(Point annotation rows)
++++++++++

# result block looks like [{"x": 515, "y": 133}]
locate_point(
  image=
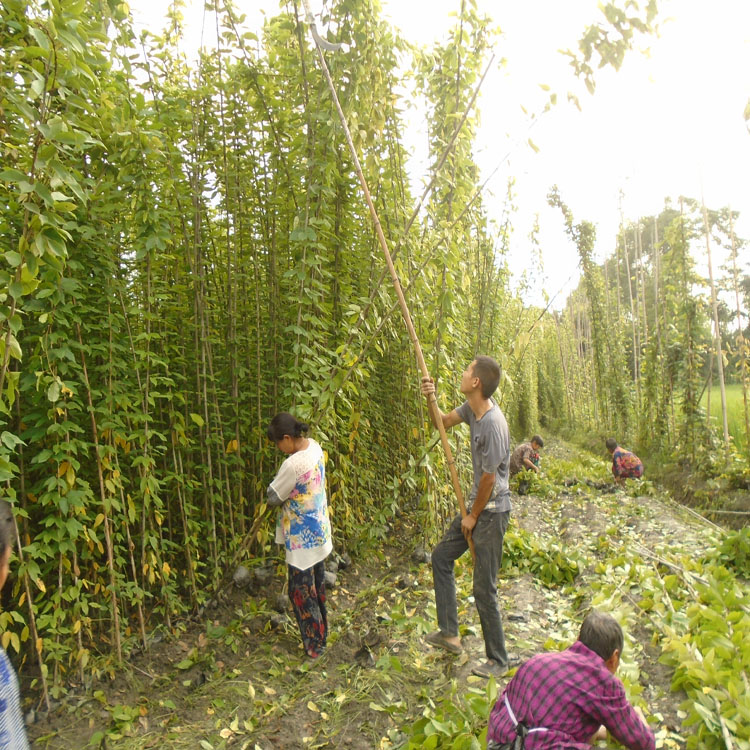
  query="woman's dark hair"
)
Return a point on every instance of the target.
[
  {"x": 602, "y": 634},
  {"x": 7, "y": 527},
  {"x": 285, "y": 424}
]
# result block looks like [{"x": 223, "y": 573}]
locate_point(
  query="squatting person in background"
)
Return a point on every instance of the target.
[
  {"x": 486, "y": 520},
  {"x": 569, "y": 699},
  {"x": 12, "y": 727},
  {"x": 526, "y": 456},
  {"x": 625, "y": 464},
  {"x": 303, "y": 527}
]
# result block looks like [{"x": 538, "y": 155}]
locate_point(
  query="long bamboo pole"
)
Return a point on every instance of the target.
[
  {"x": 717, "y": 330},
  {"x": 431, "y": 399}
]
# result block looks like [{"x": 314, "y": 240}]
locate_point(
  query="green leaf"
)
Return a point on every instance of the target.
[
  {"x": 53, "y": 392},
  {"x": 13, "y": 175}
]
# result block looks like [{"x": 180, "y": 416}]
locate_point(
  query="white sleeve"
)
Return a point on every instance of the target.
[{"x": 283, "y": 484}]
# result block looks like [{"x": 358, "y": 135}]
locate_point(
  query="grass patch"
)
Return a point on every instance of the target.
[{"x": 735, "y": 412}]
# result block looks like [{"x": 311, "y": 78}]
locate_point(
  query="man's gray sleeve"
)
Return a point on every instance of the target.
[{"x": 494, "y": 450}]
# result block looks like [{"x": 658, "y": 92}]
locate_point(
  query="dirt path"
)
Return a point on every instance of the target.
[{"x": 233, "y": 680}]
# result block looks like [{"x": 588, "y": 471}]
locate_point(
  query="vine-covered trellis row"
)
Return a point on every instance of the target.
[
  {"x": 636, "y": 342},
  {"x": 186, "y": 253}
]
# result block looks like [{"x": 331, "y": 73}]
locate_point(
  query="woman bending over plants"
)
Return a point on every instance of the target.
[
  {"x": 303, "y": 527},
  {"x": 625, "y": 464}
]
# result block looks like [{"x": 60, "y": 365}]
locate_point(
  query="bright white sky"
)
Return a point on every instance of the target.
[{"x": 669, "y": 123}]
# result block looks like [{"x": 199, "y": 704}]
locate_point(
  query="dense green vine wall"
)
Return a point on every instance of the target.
[{"x": 187, "y": 252}]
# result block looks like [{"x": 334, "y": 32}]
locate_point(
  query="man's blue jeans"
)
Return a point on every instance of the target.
[{"x": 488, "y": 544}]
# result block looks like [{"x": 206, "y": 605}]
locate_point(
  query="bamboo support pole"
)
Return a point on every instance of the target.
[
  {"x": 717, "y": 331},
  {"x": 432, "y": 399}
]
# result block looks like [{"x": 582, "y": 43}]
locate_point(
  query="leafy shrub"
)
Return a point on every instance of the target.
[
  {"x": 547, "y": 560},
  {"x": 734, "y": 551}
]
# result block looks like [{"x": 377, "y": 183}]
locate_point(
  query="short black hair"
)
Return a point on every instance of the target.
[
  {"x": 7, "y": 527},
  {"x": 602, "y": 634},
  {"x": 488, "y": 371},
  {"x": 285, "y": 424}
]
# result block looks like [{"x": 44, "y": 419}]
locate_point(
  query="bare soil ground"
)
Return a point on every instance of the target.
[{"x": 231, "y": 679}]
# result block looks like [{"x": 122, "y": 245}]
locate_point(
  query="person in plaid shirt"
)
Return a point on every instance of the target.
[
  {"x": 625, "y": 464},
  {"x": 566, "y": 700}
]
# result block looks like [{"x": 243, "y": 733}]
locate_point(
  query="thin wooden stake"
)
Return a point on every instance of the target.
[
  {"x": 432, "y": 399},
  {"x": 717, "y": 332}
]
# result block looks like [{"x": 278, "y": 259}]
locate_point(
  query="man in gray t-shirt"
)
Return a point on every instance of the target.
[{"x": 488, "y": 512}]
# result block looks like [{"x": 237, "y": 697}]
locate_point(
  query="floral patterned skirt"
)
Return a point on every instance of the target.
[{"x": 307, "y": 591}]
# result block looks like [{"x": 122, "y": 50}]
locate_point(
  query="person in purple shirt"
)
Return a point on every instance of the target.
[{"x": 567, "y": 700}]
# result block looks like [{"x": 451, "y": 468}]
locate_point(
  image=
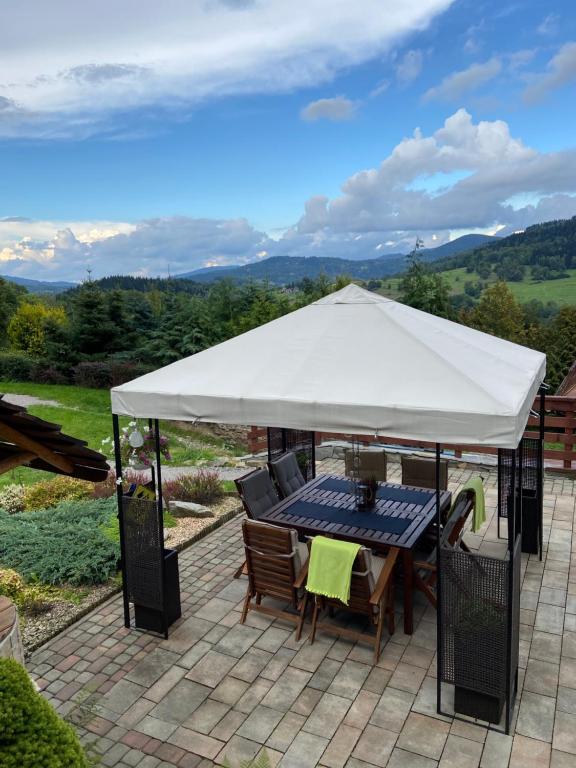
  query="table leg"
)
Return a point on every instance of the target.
[{"x": 407, "y": 560}]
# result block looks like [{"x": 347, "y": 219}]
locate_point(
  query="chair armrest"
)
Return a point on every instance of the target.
[
  {"x": 385, "y": 576},
  {"x": 301, "y": 578},
  {"x": 420, "y": 565}
]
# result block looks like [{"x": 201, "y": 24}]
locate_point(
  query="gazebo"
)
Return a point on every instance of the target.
[{"x": 359, "y": 363}]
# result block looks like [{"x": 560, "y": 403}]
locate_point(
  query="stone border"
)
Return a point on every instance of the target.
[{"x": 116, "y": 589}]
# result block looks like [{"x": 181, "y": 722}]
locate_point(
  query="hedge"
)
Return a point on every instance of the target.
[{"x": 32, "y": 735}]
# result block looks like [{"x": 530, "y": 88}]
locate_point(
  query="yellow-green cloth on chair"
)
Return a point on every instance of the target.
[
  {"x": 479, "y": 515},
  {"x": 330, "y": 568}
]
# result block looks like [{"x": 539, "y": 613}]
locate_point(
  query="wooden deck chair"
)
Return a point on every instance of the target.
[
  {"x": 371, "y": 594},
  {"x": 258, "y": 495},
  {"x": 425, "y": 571},
  {"x": 286, "y": 474},
  {"x": 372, "y": 464},
  {"x": 277, "y": 566}
]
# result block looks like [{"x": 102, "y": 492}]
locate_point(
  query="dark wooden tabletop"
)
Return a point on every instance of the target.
[{"x": 419, "y": 514}]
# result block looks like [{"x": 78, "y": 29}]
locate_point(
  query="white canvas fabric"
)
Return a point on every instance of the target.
[{"x": 355, "y": 362}]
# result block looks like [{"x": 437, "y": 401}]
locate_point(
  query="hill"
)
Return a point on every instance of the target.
[
  {"x": 284, "y": 270},
  {"x": 40, "y": 286}
]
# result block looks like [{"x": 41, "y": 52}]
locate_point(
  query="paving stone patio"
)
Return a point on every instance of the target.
[{"x": 216, "y": 689}]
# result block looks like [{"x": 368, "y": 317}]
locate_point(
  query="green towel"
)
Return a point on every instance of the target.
[
  {"x": 479, "y": 514},
  {"x": 330, "y": 569}
]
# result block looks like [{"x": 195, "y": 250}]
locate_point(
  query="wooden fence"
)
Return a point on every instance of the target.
[{"x": 559, "y": 436}]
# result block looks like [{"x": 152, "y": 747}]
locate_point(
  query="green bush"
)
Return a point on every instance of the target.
[
  {"x": 48, "y": 493},
  {"x": 61, "y": 545},
  {"x": 31, "y": 733}
]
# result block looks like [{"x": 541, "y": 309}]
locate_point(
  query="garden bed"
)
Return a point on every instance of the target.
[{"x": 38, "y": 629}]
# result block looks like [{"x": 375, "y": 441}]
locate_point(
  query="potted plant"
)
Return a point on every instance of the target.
[
  {"x": 138, "y": 449},
  {"x": 480, "y": 659}
]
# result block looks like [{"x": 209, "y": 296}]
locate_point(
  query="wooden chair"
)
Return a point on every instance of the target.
[
  {"x": 425, "y": 570},
  {"x": 277, "y": 566},
  {"x": 258, "y": 495},
  {"x": 420, "y": 471},
  {"x": 371, "y": 594},
  {"x": 372, "y": 464},
  {"x": 286, "y": 474}
]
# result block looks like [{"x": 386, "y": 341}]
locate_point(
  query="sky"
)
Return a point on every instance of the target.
[{"x": 155, "y": 138}]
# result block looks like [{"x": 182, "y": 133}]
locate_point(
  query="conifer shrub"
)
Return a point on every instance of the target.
[
  {"x": 61, "y": 545},
  {"x": 32, "y": 735}
]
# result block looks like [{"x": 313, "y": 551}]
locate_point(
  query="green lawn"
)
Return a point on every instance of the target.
[
  {"x": 563, "y": 291},
  {"x": 85, "y": 413}
]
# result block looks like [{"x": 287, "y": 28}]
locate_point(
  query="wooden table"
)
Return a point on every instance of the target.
[{"x": 340, "y": 519}]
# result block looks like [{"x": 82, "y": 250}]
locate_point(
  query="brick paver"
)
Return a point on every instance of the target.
[{"x": 217, "y": 689}]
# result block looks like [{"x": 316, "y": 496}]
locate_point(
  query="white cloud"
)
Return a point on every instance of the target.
[
  {"x": 455, "y": 86},
  {"x": 561, "y": 70},
  {"x": 463, "y": 177},
  {"x": 549, "y": 25},
  {"x": 336, "y": 109},
  {"x": 67, "y": 67},
  {"x": 484, "y": 167},
  {"x": 409, "y": 66}
]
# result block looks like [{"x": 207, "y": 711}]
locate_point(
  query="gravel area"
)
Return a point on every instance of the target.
[{"x": 37, "y": 630}]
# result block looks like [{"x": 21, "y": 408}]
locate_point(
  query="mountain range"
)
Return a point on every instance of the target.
[{"x": 284, "y": 270}]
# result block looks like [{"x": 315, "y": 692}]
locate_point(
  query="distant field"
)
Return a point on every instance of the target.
[{"x": 563, "y": 292}]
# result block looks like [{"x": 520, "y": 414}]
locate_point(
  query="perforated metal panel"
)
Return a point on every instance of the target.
[
  {"x": 143, "y": 552},
  {"x": 474, "y": 613},
  {"x": 296, "y": 440}
]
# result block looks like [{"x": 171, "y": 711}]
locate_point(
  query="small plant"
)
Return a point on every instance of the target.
[
  {"x": 203, "y": 487},
  {"x": 48, "y": 493},
  {"x": 31, "y": 733},
  {"x": 12, "y": 499},
  {"x": 138, "y": 450}
]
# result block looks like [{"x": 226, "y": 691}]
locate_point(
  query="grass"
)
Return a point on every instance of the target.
[{"x": 85, "y": 413}]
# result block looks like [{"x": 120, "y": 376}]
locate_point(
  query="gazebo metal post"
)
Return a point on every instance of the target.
[
  {"x": 119, "y": 494},
  {"x": 509, "y": 618},
  {"x": 439, "y": 639},
  {"x": 541, "y": 468},
  {"x": 158, "y": 481}
]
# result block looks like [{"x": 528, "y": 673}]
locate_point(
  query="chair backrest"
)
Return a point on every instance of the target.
[
  {"x": 372, "y": 464},
  {"x": 257, "y": 492},
  {"x": 272, "y": 559},
  {"x": 421, "y": 472},
  {"x": 286, "y": 474}
]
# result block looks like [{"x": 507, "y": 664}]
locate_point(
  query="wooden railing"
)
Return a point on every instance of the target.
[{"x": 559, "y": 436}]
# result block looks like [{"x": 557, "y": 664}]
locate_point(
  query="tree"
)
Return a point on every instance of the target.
[
  {"x": 424, "y": 289},
  {"x": 498, "y": 313},
  {"x": 10, "y": 295},
  {"x": 561, "y": 345},
  {"x": 28, "y": 326}
]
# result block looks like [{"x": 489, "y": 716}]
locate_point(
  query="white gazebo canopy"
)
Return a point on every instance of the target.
[{"x": 352, "y": 362}]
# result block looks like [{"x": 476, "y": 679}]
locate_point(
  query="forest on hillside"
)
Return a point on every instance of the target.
[{"x": 105, "y": 332}]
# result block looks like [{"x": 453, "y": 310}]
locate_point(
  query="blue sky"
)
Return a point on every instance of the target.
[{"x": 223, "y": 131}]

++++++++++

How many lines in the rows above contain the word "dark"? Give only the number.

■ **Finished answer**: 2